Stored entries
::::::

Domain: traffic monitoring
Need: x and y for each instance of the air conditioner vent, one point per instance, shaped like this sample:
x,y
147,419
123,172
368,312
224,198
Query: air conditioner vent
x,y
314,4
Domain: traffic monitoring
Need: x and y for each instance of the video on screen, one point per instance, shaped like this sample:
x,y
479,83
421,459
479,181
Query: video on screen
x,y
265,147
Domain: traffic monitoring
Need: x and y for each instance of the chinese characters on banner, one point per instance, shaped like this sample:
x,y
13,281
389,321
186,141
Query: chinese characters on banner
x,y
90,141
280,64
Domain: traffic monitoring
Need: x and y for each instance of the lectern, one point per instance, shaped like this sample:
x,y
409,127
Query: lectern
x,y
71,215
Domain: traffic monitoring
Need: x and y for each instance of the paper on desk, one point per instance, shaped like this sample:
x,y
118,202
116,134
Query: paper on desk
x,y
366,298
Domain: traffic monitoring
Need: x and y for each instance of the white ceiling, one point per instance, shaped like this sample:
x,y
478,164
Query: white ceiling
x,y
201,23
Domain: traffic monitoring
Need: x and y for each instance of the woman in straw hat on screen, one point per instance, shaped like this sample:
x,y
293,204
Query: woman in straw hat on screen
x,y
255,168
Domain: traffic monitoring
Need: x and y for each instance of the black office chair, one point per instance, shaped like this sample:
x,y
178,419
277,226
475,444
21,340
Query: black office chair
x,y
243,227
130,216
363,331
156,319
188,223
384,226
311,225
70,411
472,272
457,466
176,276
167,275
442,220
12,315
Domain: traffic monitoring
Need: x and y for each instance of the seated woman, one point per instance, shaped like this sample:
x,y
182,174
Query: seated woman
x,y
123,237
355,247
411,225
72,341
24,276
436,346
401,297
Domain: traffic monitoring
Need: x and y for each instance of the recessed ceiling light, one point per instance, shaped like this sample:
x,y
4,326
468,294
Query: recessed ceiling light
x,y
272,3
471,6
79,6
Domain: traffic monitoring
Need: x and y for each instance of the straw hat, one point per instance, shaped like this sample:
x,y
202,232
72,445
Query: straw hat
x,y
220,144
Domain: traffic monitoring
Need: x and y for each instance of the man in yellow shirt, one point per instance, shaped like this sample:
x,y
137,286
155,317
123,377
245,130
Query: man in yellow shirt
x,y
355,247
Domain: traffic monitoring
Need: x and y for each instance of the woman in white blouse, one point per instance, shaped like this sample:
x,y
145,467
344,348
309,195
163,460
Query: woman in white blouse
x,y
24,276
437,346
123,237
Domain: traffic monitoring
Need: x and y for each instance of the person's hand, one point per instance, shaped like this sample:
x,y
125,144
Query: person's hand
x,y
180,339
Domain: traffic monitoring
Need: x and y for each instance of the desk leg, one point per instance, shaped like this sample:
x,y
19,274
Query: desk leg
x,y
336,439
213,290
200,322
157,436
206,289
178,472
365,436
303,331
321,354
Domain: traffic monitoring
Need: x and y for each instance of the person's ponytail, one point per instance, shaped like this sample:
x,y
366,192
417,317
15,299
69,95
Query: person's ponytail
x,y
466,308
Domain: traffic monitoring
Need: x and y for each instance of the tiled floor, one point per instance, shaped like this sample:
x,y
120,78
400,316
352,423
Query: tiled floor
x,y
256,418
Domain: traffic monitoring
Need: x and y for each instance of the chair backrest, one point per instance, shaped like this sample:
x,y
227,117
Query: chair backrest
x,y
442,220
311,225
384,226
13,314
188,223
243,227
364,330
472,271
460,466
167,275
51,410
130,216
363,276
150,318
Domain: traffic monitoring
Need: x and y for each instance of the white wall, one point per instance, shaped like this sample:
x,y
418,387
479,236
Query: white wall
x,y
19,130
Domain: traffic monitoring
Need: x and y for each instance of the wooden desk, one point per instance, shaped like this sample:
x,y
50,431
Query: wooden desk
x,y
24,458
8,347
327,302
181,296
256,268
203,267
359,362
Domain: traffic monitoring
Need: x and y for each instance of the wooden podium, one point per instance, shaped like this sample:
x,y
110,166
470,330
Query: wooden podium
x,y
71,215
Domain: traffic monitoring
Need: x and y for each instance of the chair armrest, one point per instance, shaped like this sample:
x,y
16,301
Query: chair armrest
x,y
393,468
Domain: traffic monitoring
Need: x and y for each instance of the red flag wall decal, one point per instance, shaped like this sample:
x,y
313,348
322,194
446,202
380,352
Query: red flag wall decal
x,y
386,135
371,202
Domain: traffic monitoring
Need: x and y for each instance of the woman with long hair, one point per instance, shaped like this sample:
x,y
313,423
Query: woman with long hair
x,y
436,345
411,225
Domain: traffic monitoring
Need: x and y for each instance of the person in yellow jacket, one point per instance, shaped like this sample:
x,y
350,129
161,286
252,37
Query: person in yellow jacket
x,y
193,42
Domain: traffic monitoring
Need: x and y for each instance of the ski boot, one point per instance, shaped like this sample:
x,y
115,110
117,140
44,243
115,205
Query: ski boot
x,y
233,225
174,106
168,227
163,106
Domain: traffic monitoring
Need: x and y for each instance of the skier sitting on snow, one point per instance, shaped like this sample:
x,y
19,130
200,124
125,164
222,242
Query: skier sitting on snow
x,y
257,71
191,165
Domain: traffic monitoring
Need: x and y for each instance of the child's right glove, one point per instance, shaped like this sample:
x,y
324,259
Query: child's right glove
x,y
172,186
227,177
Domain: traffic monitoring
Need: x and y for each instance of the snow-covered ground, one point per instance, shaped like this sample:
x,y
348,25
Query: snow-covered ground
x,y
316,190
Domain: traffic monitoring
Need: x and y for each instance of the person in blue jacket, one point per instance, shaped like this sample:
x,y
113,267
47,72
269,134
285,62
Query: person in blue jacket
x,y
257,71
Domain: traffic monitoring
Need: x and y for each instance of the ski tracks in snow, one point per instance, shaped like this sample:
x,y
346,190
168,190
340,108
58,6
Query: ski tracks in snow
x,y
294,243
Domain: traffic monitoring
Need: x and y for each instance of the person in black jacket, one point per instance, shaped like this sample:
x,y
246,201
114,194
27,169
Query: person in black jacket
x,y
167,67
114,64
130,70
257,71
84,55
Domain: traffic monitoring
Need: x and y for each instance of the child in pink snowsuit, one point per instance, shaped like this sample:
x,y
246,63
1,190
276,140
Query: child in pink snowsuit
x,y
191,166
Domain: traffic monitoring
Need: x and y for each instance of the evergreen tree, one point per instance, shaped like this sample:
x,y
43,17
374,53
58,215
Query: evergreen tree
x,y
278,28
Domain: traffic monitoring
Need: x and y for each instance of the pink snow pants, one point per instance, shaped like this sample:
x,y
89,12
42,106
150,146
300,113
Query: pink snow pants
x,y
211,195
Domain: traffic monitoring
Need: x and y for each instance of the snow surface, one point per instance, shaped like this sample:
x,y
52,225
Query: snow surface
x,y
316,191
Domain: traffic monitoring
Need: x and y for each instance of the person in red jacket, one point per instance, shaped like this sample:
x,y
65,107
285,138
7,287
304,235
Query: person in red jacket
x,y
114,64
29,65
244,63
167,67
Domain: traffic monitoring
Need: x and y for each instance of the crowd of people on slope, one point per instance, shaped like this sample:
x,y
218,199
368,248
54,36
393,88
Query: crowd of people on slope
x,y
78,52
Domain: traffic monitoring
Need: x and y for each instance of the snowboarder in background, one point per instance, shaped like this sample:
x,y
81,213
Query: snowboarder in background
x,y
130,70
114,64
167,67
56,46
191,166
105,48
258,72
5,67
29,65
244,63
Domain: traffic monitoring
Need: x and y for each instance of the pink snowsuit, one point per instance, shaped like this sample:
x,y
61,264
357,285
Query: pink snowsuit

::::::

Copy every record exactly.

:: ANSWER BOX ::
Domain: traffic monitoring
Need: x and y for each instance of the air conditioner vent, one point per instance, shaped like this sample:
x,y
147,419
123,172
368,312
224,198
Query: air conditioner vent
x,y
314,4
Domain: traffic monitoring
Need: x and y for each instance of the video on screen, one point per instance, shaped like this sample:
x,y
479,83
421,459
479,181
Query: video on screen
x,y
265,147
Domain: traffic monitoring
Need: x and y for each instance of the chinese characters on banner, one point per instance, shaped like this sample:
x,y
13,281
389,321
186,141
Query: chinese characters on banner
x,y
90,141
280,64
Domain: traffic monitoring
Need: x and y for each instance of the lectern, one point per instance, shaped like this sample:
x,y
409,127
Query: lectern
x,y
71,215
Domain: traffic monitoring
Need: x and y for each instance of the paper on desk, one point per instance, shaped like this sample:
x,y
118,202
116,134
Query: paper on desk
x,y
366,298
Domain: traffic monitoring
Need: x and y for each instance of the white ceiling, one point per instance, shaped like this sample:
x,y
478,164
Query: white ceiling
x,y
201,23
Domain: traffic monitoring
Need: x and y for each instance of the woman in straw hat on screen, one point per instance, shaped like this sample:
x,y
293,204
Query: woman in straw hat on screen
x,y
255,168
Domain: traffic monitoring
Need: x and y for each instance of the black office chair, one point per instance, shaped like this sample:
x,y
178,419
277,226
475,444
21,340
Query: black office chair
x,y
243,227
130,216
363,331
156,319
188,223
384,226
311,225
70,411
472,272
457,466
176,276
167,275
442,220
12,315
Domain: traffic monitoring
Need: x and y for each instance of the seated woman, one point per instance, shaped like this sample:
x,y
182,174
Query: seated woman
x,y
123,237
355,247
411,225
72,341
24,276
436,346
401,297
Domain: traffic monitoring
Need: x and y for each instance of the recessed ceiling light, one point per instance, shaped like this sample:
x,y
4,326
468,294
Query: recessed ceiling light
x,y
272,3
471,6
79,6
Domain: traffic monitoring
Need: x and y for each instance of the straw hat, one point per instance, shaped like this sample:
x,y
202,232
72,445
Query: straw hat
x,y
220,144
Domain: traffic monitoring
Need: x and y for each instance of the man in yellow shirt, one point per instance, shaped like this sample:
x,y
137,286
155,317
123,377
245,130
Query: man in yellow shirt
x,y
355,247
Domain: traffic monitoring
Need: x and y for each instance of the woman in white blouse, one point per instance, shaped like this sample:
x,y
145,467
344,348
309,195
163,460
Query: woman in white blouse
x,y
24,276
437,346
123,237
Domain: traffic monitoring
Need: x and y for each instance of the person's hand, one point per instance, shaped like this sample:
x,y
125,144
Query: person's hand
x,y
180,339
Domain: traffic monitoring
Need: x and y for each instance of the desk leg, one point per instance, shaped like this sample:
x,y
19,274
Query: desk leg
x,y
336,439
213,290
200,322
157,436
206,289
178,472
365,436
303,331
321,354
Domain: traffic monitoring
Need: x and y for each instance of the person's ponytail, one point per instance, shaped like this sample:
x,y
366,192
417,317
15,299
69,95
Query: person's ponytail
x,y
466,308
Domain: traffic monitoring
Need: x and y for each instance of the tiled floor, one point per instance, shaped like this sample:
x,y
120,78
400,316
352,423
Query: tiled floor
x,y
256,418
Domain: traffic monitoring
Need: x and y for each instance of the chair backrest, one point per instance, shaped like this sample:
x,y
227,117
Query: chair backrest
x,y
442,220
311,225
384,226
13,314
188,223
243,227
364,330
472,271
460,466
167,275
51,410
130,216
363,276
150,318
Domain: traffic monitoring
Need: x and y for each instance of the white wall, one point per instance, shaped like this sample:
x,y
418,387
479,236
Query: white wall
x,y
19,130
Domain: traffic monitoring
Need: x and y for each instance of the wooden desk, one point per instance, shaped like this sample:
x,y
50,431
Query: wooden desk
x,y
24,458
8,347
327,302
181,296
256,268
203,267
359,362
Domain: traffic monitoring
Need: x and y for each instance of the wooden podium, one point per instance, shaped like this sample:
x,y
110,166
470,330
Query: wooden podium
x,y
71,215
Domain: traffic monitoring
Need: x and y for each instance of the chair armrest, one point per instance, shaped like this sample:
x,y
16,301
Query: chair armrest
x,y
393,468
Domain: traffic monitoring
Need: x and y for each instance of the red flag wall decal, one point per instance, shaped like this sample:
x,y
313,348
322,194
446,202
380,352
Query: red flag wall decal
x,y
386,135
371,202
Domain: traffic monitoring
Need: x and y for each instance of the woman with long hair, one point per instance, shaped like this sample:
x,y
313,423
Query: woman with long hair
x,y
436,345
411,225
Domain: traffic monitoring
Need: x and y for each instance of the person in yellow jacket, one point per instance, shaped like this sample:
x,y
350,129
161,286
252,37
Query: person in yellow jacket
x,y
193,42
Domain: traffic monitoring
Need: x and y for each instance of the ski boot, one point per instance, shaped like this sample:
x,y
115,110
117,140
44,243
115,205
Query: ski boot
x,y
233,225
174,106
168,227
163,106
Domain: traffic monitoring
Need: x and y for each instance of the skier sitting on snow, one point per instance, shaped like this sample:
x,y
19,130
200,124
125,164
222,242
Query: skier sitting on snow
x,y
257,71
191,165
Domain: traffic monitoring
Need: x and y for each instance of the child's right glove, one point per instance, shaped like this sample:
x,y
324,259
Query: child's right glove
x,y
172,186
227,177
Domain: traffic monitoring
Need: x and y for each instance of the snow-covered ground, one point per instance, shaped like this sample:
x,y
348,25
Query: snow-covered ground
x,y
316,190
Domain: traffic monitoring
Need: x and y for each instance of the person in blue jacket, one point per instance, shaped like this sample:
x,y
113,267
47,72
269,134
285,62
Query: person in blue jacket
x,y
257,71
Domain: traffic monitoring
Need: x and y for each instance of the ski tracks in snow, one point per instance, shaped like this sample:
x,y
346,190
168,190
340,108
58,6
Query: ski tracks in snow
x,y
294,243
Domain: traffic monitoring
Need: x and y for each instance of the person in black jacket, one point per instance, shaped like this sample:
x,y
246,201
114,194
27,169
Query: person in black jacket
x,y
167,67
114,64
130,70
257,71
84,55
Domain: traffic monitoring
Need: x and y for each instance of the child in pink snowsuit, one point per instance, shaped like this sample:
x,y
246,63
1,190
276,140
Query: child in pink snowsuit
x,y
191,166
Domain: traffic monitoring
Need: x and y for each instance of the evergreen tree, one point per instance, shaped like this sample:
x,y
43,17
374,53
58,215
Query: evergreen tree
x,y
278,28
Domain: traffic monitoring
Need: x and y for each instance of the pink snow pants, one point per instance, shaped like this sample:
x,y
89,12
42,106
150,146
300,113
Query: pink snow pants
x,y
211,195
Domain: traffic monitoring
Need: x and y for each instance of the snow surface, one point per instance, shaped like this sample:
x,y
52,225
Query: snow surface
x,y
316,191
Domain: traffic monitoring
Need: x and y for each instance of the person in red jacket, one point per instance, shaped like this sample:
x,y
65,107
285,138
7,287
304,235
Query: person in red jacket
x,y
114,64
29,65
244,63
167,67
Domain: traffic monitoring
Need: x and y for each instance of the crowd of people on slope, one point per instance, shaped like this sample:
x,y
218,199
368,248
54,36
393,88
Query: crowd of people on slope
x,y
78,52
Domain: traffic monitoring
Need: x and y for each instance of the snowboarder in background, one point per instance, shaped like this sample:
x,y
81,213
Query: snowboarder in background
x,y
130,70
114,64
167,67
56,46
191,166
105,48
258,72
5,67
29,65
244,63
Domain: traffic monitoring
Need: x and y for each instance of the pink snowsuit, one point per instance, shaped like this sample:
x,y
61,264
357,285
Query: pink snowsuit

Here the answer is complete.